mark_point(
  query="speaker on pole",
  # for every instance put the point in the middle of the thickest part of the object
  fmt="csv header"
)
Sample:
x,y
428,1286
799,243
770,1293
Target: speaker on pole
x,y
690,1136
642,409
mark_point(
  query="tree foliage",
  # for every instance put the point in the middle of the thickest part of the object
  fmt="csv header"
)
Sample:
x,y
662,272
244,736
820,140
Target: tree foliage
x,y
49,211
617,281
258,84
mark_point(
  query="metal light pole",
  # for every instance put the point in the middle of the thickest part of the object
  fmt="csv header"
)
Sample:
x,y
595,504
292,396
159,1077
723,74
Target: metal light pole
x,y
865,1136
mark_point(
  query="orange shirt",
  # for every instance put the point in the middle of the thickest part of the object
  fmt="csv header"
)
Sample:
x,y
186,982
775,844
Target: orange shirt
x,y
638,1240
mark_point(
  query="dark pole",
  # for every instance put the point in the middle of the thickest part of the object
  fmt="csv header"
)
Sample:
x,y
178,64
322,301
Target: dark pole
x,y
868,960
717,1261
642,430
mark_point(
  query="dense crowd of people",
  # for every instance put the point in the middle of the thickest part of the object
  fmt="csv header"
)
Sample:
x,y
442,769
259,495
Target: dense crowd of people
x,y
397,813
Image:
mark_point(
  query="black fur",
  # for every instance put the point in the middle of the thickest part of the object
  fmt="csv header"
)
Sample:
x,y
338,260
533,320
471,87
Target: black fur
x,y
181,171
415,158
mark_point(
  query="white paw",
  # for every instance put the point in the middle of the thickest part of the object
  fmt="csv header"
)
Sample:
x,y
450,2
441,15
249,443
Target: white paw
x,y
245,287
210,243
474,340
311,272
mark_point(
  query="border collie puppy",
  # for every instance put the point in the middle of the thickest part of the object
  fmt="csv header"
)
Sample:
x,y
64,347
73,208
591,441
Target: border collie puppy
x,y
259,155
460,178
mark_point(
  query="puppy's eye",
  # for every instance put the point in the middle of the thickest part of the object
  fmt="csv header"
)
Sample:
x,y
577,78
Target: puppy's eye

==*==

__ABOUT THIS TASK__: Every line of the material above should be transcribed as it stands.

__OUTPUT OF THE EXERCISE__:
mark_point(
  query="speaker on pole",
  # for every instance put the point in the middle of the thickest part of the object
  fmt="csv header"
)
Sample:
x,y
428,1286
799,243
770,1293
Target: speaker on pole
x,y
690,1136
642,409
mark_point(
  query="tree foliage",
  # for every instance put the point in the middle of the thickest part of the object
  fmt="csv header"
)
Sample:
x,y
662,272
244,736
820,140
Target: tree foliage
x,y
49,211
617,281
258,84
mark_point(
  query="metal light pole",
  # for every instance put the point in the middle of the thickest part of the object
  fmt="csv header"
)
Sample:
x,y
595,504
292,396
159,1077
723,74
Target: metal light pole
x,y
865,1136
mark_point(
  query="orange shirt",
  # for every instance put the point in the middle of the thickest part of the object
  fmt="csv header"
)
Sample:
x,y
186,982
775,844
Target: orange shirt
x,y
638,1240
mark_point(
  query="dark pole",
  # for every instance put the point in the middle of the thickest part of the object
  fmt="csv header"
)
Sample:
x,y
178,64
322,301
Target: dark pole
x,y
868,960
717,1261
642,430
mark_point(
  query="dense crowd of people",
  # for every instance put the point in the middle of the thickest part of the object
  fmt="csv header"
)
Sample:
x,y
442,769
259,495
Target: dense crowd of people
x,y
397,813
Image:
mark_point(
  query="black fur",
  # for every instance put the point in the middle of the thickest part of the object
  fmt="csv header"
)
Sample:
x,y
338,260
533,320
471,87
Target: black fur
x,y
181,171
415,158
mark_point(
  query="white paw",
  # for every instance put the point in the middle of the thickest part of the object
  fmt="csv header"
)
Sample:
x,y
450,2
441,15
249,443
Target: white paw
x,y
245,287
210,243
474,340
311,272
mark_point(
  query="border collie puppy",
  # for every instance put the point in the middle of the thickest part of the object
  fmt="csv header"
)
Sample:
x,y
64,347
73,208
591,441
Target: border collie puppy
x,y
259,155
460,178
mark_point(
  query="puppy's eye",
  # for every instance put the point in the middle of the thickest part of the object
  fmt="csv header"
)
Sample:
x,y
577,78
Target: puppy's eye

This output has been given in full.